List of tasks:
(1) Transcribe everything in the post about learning anatomy from "It was during" down to "a foundation first.".
(2) Summarize the post about learning anatomy in two sentences.

Text segment:
============================================================
Ummm..
I did not love anatomy when i first started learning it.
I didn't enjoy the feeling of being overwhelmed by how little I knew and how much of anatomy was based on rote memorization (at least for me - at the start). Didn't jive well with my type A personality. It was more of an acquired taste. Like everything else in medicine, it was an acquired skill, similar to trying to learn a new language. the speed with which they expect to you learn fluency is breath taking though. Literally. I did horribly on my first spotter exam. they gave me pity points if I wrote "tendon", my exam. it took a huge chunk of my time to improve my grades in this area (I would say effort too..but the concepts to anatomy are fairly simple, again i found it to be more based on rote memory compared to physiology anyway. i.e. that is nerve Y, or that hole is in the skull is hole X and is Latin for "hole"). It wasn't until later after i'd become (forcibly) familiar with it, that i began tolerating it. we're all built a bit differently, I had friends who loved anatomy from the start, because they loved how they could work with their hands (to no one's surprise, they ended up down the surgical track).
It was during my surgical rotations that I actually began to like it, years after first touching anatomy. The context helps a lot. Also being around people who love anatomy as much as many surgeons do. It comes through in how they teach you. Your surgical rotations are indeed, as someone commented above, a great way to learn anatomy. Better than any textbook in some ways. Granted you have to go through textbooks or other materials to build a foundation first.
============================================================
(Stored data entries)
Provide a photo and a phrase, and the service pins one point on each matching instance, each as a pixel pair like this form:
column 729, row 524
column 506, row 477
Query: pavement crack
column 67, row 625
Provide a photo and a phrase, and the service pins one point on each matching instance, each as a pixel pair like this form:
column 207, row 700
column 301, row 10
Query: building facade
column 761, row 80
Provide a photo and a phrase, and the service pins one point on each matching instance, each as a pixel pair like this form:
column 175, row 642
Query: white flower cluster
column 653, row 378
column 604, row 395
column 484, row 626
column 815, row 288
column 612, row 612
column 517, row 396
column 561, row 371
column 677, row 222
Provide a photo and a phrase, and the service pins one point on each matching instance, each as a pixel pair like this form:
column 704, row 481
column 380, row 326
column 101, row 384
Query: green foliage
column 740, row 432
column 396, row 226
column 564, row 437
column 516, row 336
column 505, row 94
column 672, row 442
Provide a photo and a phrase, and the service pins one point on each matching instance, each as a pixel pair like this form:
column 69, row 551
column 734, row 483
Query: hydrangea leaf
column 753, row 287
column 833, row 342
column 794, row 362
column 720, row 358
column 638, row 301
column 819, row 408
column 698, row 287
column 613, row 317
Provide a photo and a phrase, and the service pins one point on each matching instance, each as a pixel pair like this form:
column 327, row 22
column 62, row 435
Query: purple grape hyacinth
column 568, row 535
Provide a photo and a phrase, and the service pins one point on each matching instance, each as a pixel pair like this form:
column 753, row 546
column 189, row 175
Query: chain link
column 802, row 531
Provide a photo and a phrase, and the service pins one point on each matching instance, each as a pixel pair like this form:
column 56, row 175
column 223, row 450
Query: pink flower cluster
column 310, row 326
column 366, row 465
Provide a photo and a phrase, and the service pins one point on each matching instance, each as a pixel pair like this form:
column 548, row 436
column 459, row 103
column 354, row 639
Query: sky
============================================================
Solutions in order:
(1)
It was during my surgical rotations that I actually began to like it, years after first touching anatomy. The context helps a lot. Also being around people who love anatomy as much as many surgeons do. It comes through in how they teach you. Your surgical rotations are indeed, as someone commented above, a great way to learn anatomy. Better than any textbook in some ways. Granted you have to go through textbooks or other materials to build a foundation first.

(2) The writer did not enjoy anatomy at first, finding it overwhelming and largely a matter of rote memorization, and did poorly on a first spotter exam. Only during surgical rotations, years later, did the writer begin to like it, helped by the context and by being around surgeons who love anatomy.